◆ ARTICLE:
= = =
2023-03-23 Thread Dominik 'Rathann' Mierzejewski
On Wednesday, 22 March 2023 at 17:12, Steven A. Falco wrote:
> On 3/22/23 11:23 AM, stan via devel wrote:
> > On Tue, 21 Mar 2023 17:14:44 -0400
> > "Steven A. Falco"  wrote:
> > 
> > > I think I'm finally getting somewhere with this problem.
> > > 
> > > My motherboard has a built-in VGA interface, which shows up as
> > > "astdrmfb" on fb0.  My AMD video card is "amdgpudrmfb" on fb1.
> > > 
> > > For some reason, the kernel uses fb1 for the graphical desktop, but
> > > when I type Ctrl-Alt-F3 it switches to the VGA interface on fb0.
> > > 
> > > So my question is now probably simpler - I need to find a way to tell
> > > the kernel to ignore fb0 completely, and just use fb1 for everything.
> > > 
> > > I'll do some searching to see if I can figure that out, but if
> > > someone knows off the top of their head how to force a framebuffer to
> > > be ignored, I'd appreciate it.
> > 
> > Is there a way to turn off the fb0 in the BIOS?  Hit F2 or Del to get
> > into the bios while booting.  Yours might be different, but I think
> > these are pretty standard.
= = =
◆ EXCERPTED RECORDS:
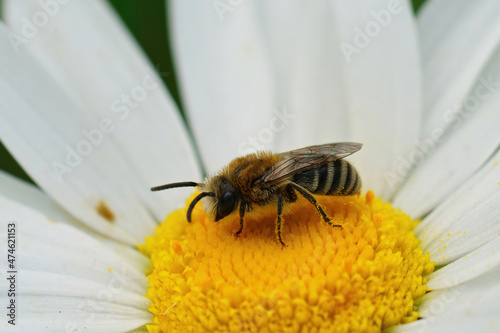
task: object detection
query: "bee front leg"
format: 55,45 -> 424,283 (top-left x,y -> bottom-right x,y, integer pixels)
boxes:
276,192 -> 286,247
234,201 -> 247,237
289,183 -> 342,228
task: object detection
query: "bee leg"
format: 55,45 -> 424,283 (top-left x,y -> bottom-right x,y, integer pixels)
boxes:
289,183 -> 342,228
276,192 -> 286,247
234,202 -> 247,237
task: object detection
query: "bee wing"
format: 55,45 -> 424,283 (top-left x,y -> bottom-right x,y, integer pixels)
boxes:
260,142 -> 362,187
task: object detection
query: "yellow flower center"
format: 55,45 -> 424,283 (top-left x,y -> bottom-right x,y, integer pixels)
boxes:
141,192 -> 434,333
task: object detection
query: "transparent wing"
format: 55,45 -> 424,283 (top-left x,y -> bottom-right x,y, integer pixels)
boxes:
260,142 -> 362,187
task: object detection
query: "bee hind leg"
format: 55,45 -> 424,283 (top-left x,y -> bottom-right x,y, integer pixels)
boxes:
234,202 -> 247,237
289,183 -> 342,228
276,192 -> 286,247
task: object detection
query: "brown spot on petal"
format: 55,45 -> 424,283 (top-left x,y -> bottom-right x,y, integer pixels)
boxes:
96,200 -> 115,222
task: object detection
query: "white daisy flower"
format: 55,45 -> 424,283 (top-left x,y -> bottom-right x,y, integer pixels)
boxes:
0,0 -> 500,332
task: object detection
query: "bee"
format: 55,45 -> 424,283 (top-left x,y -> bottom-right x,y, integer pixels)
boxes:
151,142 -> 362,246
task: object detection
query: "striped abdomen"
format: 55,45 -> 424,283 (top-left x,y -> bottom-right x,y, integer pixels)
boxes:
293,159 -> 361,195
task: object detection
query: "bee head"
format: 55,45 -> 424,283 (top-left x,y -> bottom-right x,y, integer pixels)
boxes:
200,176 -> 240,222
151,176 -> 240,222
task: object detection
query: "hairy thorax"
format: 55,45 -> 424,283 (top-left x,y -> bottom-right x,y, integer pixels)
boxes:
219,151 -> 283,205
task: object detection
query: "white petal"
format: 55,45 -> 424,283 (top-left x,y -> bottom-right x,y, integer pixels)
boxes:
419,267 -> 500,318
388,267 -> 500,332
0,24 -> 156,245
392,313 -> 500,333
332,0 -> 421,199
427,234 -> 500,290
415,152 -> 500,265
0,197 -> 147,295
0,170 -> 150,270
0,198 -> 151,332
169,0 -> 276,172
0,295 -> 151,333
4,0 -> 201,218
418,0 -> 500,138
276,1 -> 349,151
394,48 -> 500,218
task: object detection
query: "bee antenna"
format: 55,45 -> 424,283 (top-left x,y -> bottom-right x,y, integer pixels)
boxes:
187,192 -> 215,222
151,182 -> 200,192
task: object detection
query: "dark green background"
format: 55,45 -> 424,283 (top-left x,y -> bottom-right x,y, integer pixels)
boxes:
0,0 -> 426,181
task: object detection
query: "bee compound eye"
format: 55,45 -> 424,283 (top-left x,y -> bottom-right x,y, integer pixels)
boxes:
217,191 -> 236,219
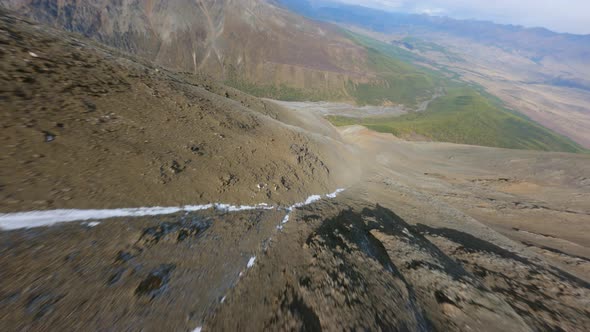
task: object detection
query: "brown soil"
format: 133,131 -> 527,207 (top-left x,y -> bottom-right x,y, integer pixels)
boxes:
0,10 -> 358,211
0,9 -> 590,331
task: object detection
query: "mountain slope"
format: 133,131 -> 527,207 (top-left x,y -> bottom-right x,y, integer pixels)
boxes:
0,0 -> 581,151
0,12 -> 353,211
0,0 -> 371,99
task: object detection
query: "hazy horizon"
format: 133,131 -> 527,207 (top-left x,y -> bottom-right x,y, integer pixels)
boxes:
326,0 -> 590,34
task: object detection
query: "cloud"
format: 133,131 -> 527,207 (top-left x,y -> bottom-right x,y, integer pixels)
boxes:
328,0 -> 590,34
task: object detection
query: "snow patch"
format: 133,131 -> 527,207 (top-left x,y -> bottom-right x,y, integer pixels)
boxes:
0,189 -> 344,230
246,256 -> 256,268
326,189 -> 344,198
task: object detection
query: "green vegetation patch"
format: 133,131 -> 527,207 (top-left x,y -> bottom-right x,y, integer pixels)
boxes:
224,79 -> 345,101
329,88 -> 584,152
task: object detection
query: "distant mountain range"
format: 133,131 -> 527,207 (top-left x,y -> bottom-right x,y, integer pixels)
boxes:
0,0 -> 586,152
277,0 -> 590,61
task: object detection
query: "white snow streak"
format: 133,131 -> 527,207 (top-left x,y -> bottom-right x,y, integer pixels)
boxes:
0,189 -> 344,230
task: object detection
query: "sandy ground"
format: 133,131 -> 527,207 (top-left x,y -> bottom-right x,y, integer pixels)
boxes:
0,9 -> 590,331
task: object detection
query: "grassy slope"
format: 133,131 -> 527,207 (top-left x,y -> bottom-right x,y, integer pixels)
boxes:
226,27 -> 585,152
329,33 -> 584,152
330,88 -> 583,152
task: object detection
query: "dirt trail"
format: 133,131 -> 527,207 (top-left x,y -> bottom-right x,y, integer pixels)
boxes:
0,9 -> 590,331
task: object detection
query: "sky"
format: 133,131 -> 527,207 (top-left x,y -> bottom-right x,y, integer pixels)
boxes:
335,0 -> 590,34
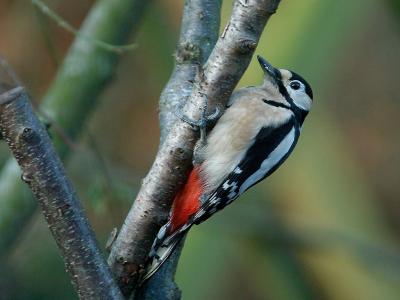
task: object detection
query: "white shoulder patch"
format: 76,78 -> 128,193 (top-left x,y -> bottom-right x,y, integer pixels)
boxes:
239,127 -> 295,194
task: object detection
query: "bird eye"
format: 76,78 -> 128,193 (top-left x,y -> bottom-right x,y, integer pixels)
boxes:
= = =
◆ DIRECTIONS:
1 - Translate this sentence from the thread about the framebuffer problem into Spanish: "For some reason, the kernel uses fb1 for the graphical desktop, but when I type Ctrl-Alt-F3 it switches to the VGA interface on fb0."
2 - Answer these questions from the thread about the framebuffer problem:
(a) What name does the motherboard's built-in VGA interface show up as?
(b) What key combination switches the display to the VGA interface?
(c) Which keys are suggested for getting into the BIOS while booting?
3 - Carry on the thread about the framebuffer problem from the point where it stops.

◆ THE ANSWERS:
1 - Por alguna razón, el kernel usa fb1 para el escritorio gráfico, pero cuando pulso Ctrl-Alt-F3 cambia a la interfaz VGA en fb0.

2 -
(a) "astdrmfb" on fb0
(b) Ctrl-Alt-F3
(c) F2 or Del

3 -
> 
> I read through the motherboard manual and while I don't see a way to
> turn off the on-board VGA hardware from the BIOS, there is a physical
> switch on the motherboard to disable it completely.
> 
> I tried that, and it worked.  Now the kernel only sees my AMD video
> card and assigns it to fb0.  And all the virtual consoles now work
> properly.
> 
> Thanks again for your help, Stan.  I appreciate it!

For future reference and for others who bump into similar issue, you can
use the fbcon=map:1 kernel option to map the second fb to the console.
See https://www.kernel.org/doc/html/latest/fb/fbcon.html for more
details.

Regards,
Dominik
-- 
Fedora   https://getfedora.org  |  RPM Fusion  http://rpmfusion.org
There should be a science of discontent. People need hard times and
oppression to develop psychic muscles.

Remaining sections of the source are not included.